Тесная связь поэтического дарования и несчастной любви нередко реализуется в лирике А. А. Ахматовой. Прямым подтверждением этому служит стихотворение «Я улыбаться перестала.» (1915), героиня которого замечает: «Одной надеждой меньше стало, // Одною песней больше будет. // И эту песню я невольно // Отдам на смех и поруганье, // Затем что нестерпимо больно // Душе любовное молчанье» [2, с. 78]. Молчанье (особенно если оно любовное) мучительно для героини, и она пытается нарушить его, выразив себя в песне - стихотворении, которое будут читать непосвященные.
Интересно, что, несмотря на мучительность переживаний, связанных с поэтическим творчеством, героиня как будто боится потерять поэтический дар, расстаться с ним. В стихотворении «Муза ушла по дороге.» (1915), расставшись с Музой, она замечает как бы вскользь: «Я, глядя ей вслед, молчала, // Я любила ее одну, // А в небе заря стояла, // Как ворота в ее страну». Здесь обращают на себя внимание молчание героини (указание на утрату дара поэтической речи в отсутствие Музы) и заявление «Я любила ее одну»: песенный дар для нее все-таки оказывается выше обычного женского счастья. Интересно также и пространственное расположение Музы и героини. Последняя находится в нижней точке пространства, в мире мертвых, в могиле: «Я долго ее просила // Зимы со мной подождать, // Но сказала: "Ведь здесь могила, // Как ты можешь еще дышать?"» [2, с. 77, 78]. Героиня как будто мертва для мира, для обычной, повседневной жизни. Муза, напротив, уходит вверх, на небо («заря стояла, как ворота в ее страну»), в мир божественных откровений.

ИСХОДНЫЕ ДАННЫЕ:
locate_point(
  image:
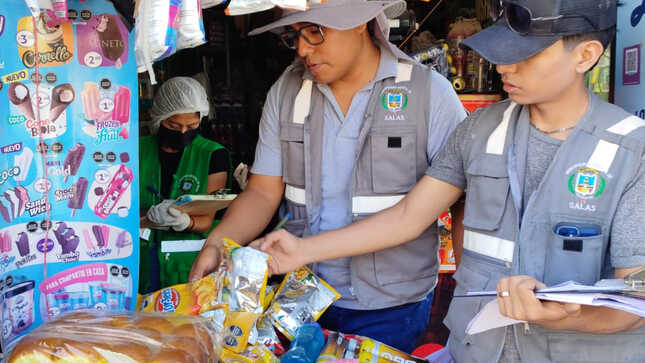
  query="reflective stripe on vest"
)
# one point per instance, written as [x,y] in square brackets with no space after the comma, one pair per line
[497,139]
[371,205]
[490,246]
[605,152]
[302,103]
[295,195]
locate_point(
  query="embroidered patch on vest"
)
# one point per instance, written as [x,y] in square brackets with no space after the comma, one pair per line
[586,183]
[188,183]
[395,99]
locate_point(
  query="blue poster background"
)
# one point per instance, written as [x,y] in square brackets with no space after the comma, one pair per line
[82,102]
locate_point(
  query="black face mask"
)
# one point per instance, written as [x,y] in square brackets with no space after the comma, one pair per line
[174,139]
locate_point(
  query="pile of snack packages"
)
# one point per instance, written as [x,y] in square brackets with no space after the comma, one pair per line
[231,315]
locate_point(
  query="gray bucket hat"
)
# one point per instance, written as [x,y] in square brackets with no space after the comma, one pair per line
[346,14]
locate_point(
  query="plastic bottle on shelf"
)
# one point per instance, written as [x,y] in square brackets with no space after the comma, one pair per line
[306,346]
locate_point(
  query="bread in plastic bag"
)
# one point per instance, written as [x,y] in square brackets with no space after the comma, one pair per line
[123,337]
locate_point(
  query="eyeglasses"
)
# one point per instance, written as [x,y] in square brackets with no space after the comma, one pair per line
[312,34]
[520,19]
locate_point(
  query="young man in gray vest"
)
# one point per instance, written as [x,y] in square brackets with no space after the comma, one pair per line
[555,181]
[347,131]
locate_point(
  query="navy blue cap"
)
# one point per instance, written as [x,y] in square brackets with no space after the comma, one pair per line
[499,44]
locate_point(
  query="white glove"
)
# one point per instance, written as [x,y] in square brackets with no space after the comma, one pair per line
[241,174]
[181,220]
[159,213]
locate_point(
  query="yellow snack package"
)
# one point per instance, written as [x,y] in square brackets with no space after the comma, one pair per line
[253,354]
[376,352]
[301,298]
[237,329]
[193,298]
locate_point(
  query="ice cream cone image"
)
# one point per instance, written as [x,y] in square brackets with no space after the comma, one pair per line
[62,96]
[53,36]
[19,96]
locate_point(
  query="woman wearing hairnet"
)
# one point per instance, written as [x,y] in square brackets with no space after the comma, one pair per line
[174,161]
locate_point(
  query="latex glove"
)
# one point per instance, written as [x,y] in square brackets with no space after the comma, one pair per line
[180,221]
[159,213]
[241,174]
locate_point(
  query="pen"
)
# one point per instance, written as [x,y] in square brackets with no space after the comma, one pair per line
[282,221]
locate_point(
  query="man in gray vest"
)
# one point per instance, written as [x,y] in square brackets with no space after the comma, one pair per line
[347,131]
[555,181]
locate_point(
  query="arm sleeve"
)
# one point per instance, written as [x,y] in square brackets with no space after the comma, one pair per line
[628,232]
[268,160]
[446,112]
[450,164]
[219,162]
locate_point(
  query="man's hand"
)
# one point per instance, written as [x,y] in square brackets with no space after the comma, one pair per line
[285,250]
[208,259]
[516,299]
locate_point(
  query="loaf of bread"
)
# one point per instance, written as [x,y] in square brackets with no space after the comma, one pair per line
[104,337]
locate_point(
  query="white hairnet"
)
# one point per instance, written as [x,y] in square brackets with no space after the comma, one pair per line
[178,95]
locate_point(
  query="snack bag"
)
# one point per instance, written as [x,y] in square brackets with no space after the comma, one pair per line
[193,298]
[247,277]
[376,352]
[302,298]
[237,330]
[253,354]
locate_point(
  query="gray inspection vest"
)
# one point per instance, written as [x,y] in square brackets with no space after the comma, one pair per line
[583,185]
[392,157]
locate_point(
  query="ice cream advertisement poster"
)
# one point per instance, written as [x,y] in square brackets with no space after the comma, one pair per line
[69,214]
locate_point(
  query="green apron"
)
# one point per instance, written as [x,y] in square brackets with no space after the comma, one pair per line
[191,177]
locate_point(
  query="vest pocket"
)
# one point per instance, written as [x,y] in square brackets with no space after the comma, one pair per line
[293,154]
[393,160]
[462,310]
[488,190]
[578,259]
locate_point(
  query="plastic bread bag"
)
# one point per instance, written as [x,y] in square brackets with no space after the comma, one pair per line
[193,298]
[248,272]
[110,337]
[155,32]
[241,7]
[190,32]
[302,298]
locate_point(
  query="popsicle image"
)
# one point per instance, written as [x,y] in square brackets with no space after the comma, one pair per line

ЗАДАНИЕ 1:
Как в двух предложениях передать суть текста о лирике Ахматовой?
ЗАДАНИЕ 2:
Верните все строки листинга, в которых есть строка «image». Регистр учитывается.

ОЖИДАЕМЫЙ ОТВЕТ 1:
В лирике Ахматовой поэтический дар тесно связан с несчастной любовью: в стихотворении «Я улыбаться перестала.» героине мучительно любовное молчанье, и она пытается нарушить его, выразив себя в песне. При этом героиня словно боится потерять поэтический дар, и в стихотворении «Муза ушла по дороге.» ее молчание указывает на утрату дара поэтической речи без Музы, а сама она находится в мире мертвых, тогда как Муза уходит вверх, в мир божественных откровений.

ОЖИДАЕМЫЙ ОТВЕТ 2:
  image:
  query="ice cream cone image"
  query="popsicle image"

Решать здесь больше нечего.